Task prompt:
Lines before the one containing "the wrist in" are excluded; reproduce that line and all lines after it in the entries below, exactly.

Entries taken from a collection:

- - -

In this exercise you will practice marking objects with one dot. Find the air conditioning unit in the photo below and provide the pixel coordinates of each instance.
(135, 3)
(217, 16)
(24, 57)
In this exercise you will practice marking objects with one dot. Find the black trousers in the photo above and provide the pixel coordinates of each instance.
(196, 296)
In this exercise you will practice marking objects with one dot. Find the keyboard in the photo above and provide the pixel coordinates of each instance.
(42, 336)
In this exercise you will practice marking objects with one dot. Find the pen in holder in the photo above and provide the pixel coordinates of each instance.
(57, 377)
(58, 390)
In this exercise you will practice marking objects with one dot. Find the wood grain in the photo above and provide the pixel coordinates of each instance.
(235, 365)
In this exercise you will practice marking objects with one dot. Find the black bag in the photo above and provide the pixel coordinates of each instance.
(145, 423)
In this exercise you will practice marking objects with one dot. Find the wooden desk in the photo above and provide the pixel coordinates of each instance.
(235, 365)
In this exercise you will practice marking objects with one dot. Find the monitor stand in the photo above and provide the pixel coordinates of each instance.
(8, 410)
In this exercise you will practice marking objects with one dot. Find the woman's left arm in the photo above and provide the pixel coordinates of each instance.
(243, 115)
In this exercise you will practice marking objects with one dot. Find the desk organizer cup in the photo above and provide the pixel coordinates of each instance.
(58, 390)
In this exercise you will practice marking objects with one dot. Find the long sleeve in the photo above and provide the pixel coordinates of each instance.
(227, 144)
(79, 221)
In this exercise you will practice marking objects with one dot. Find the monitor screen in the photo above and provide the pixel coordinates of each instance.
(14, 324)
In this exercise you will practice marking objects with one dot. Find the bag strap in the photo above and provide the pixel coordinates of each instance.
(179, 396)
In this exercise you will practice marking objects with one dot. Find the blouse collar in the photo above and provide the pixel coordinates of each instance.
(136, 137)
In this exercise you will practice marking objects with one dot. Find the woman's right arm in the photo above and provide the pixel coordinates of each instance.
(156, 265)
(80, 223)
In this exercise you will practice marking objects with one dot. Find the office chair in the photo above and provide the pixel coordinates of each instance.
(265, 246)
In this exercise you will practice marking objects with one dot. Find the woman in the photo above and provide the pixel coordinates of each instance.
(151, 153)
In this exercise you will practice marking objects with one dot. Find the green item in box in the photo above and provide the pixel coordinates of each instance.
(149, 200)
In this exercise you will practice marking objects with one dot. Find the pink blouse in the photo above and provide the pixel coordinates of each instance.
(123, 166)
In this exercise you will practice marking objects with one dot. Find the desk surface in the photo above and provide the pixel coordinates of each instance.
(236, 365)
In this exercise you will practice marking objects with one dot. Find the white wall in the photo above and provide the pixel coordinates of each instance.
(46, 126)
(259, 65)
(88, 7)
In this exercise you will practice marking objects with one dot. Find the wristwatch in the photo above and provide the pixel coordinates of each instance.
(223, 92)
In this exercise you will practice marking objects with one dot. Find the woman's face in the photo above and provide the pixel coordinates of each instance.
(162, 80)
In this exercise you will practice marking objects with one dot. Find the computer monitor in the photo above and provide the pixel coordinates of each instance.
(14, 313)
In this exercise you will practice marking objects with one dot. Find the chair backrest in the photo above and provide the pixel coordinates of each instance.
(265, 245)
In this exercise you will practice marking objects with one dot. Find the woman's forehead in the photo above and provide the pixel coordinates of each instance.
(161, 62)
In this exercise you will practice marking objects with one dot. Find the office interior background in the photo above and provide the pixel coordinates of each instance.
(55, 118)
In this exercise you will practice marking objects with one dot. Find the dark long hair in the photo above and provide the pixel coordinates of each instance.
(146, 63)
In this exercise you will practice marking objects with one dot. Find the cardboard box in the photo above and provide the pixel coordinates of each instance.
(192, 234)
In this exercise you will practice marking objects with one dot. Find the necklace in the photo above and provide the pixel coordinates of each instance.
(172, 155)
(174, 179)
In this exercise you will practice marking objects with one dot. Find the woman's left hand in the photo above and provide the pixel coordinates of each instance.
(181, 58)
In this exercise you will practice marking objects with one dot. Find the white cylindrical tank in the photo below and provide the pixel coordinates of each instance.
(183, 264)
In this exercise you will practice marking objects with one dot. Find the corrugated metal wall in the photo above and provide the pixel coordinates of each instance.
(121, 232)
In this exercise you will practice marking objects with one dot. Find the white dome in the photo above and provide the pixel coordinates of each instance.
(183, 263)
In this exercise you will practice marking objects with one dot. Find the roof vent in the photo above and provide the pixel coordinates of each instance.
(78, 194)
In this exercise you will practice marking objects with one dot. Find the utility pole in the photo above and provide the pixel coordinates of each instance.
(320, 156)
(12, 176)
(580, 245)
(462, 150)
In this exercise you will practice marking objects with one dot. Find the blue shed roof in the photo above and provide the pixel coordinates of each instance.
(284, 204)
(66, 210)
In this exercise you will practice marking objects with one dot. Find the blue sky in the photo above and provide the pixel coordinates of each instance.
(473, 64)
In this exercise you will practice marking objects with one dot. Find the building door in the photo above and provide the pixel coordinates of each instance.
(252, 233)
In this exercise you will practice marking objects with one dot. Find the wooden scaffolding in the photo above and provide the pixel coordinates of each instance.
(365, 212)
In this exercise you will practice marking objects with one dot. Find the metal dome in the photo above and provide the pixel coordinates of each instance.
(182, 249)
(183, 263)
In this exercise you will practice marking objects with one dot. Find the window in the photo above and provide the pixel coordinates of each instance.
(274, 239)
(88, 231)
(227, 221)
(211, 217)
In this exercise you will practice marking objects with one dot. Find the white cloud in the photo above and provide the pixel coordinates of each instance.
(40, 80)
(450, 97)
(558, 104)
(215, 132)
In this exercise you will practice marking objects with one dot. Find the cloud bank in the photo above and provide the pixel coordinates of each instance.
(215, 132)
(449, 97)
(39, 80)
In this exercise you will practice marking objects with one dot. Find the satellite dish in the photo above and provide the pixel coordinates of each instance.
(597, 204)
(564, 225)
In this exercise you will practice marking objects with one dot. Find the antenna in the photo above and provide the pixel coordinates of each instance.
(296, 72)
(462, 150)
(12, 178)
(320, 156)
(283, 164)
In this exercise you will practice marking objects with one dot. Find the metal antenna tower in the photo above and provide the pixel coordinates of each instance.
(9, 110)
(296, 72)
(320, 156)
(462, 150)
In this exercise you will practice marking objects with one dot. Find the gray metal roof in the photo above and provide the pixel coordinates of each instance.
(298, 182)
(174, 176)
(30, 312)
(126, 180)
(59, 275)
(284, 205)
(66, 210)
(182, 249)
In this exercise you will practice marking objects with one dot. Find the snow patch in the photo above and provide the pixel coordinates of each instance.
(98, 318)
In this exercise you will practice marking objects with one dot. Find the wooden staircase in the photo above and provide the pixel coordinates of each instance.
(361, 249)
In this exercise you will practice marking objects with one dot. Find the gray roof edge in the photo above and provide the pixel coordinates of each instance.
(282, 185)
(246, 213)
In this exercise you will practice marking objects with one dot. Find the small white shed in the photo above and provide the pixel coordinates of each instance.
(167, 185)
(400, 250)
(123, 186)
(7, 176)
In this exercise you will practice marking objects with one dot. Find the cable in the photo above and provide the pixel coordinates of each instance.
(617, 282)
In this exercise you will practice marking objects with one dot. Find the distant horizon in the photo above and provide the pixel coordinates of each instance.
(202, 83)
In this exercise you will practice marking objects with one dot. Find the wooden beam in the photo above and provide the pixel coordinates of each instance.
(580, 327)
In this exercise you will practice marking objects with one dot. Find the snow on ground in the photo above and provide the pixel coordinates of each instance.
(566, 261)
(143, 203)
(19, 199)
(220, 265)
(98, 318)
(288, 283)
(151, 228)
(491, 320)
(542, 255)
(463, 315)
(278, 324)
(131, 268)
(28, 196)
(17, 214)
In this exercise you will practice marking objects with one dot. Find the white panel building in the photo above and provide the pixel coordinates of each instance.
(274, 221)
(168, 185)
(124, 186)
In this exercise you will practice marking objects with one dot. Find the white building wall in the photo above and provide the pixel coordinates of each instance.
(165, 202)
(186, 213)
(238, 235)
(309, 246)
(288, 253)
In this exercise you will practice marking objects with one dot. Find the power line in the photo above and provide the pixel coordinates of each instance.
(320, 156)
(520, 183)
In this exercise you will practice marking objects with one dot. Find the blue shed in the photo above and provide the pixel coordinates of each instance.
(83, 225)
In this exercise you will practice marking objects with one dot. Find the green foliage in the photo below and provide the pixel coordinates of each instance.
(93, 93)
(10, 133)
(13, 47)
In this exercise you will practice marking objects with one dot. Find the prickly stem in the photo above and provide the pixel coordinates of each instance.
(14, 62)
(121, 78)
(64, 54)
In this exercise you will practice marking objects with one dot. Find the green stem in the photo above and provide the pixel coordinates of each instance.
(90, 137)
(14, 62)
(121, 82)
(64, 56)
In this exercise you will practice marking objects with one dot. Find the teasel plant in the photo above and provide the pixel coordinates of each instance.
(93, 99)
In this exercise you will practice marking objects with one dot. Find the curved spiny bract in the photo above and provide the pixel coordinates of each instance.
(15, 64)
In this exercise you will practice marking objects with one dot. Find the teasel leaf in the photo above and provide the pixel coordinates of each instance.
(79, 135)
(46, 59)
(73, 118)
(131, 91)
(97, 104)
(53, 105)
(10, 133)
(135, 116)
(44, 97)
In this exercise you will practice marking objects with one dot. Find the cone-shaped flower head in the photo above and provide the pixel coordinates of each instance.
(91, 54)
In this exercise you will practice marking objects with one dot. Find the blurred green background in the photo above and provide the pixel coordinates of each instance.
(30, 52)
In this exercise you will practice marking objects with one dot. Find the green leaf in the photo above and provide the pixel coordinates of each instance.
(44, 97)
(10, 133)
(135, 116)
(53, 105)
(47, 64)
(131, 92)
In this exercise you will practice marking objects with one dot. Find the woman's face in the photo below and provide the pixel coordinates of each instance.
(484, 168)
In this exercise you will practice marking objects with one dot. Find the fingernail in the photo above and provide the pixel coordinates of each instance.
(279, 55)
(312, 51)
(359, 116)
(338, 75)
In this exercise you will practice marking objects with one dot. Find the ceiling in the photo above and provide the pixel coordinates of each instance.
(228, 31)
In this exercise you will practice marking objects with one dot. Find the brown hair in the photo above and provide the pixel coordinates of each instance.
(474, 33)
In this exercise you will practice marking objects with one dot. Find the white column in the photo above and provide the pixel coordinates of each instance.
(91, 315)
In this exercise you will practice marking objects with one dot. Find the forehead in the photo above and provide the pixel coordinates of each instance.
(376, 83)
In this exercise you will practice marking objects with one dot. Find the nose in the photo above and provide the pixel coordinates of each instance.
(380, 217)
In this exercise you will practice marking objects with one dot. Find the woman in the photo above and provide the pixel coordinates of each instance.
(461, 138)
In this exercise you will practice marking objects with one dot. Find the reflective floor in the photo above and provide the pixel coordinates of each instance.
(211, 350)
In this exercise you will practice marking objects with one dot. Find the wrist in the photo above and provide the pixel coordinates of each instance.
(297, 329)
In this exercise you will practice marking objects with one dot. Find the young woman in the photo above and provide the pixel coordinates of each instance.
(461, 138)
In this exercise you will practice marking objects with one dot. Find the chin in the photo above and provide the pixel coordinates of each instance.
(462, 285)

- - -

Final answer:
In this exercise you will practice marking objects with one dot. Find the wrist in the photo above and provide the pixel coordinates of each instance.
(297, 329)
In this exercise you will practice marking objects with one dot. Find the young woman in the photo above and provide the pixel coordinates of each instance.
(461, 138)
In this exercise you will practice marking objects with one dot. Find the chin in the photo above and provide the pixel coordinates of each instance.
(462, 285)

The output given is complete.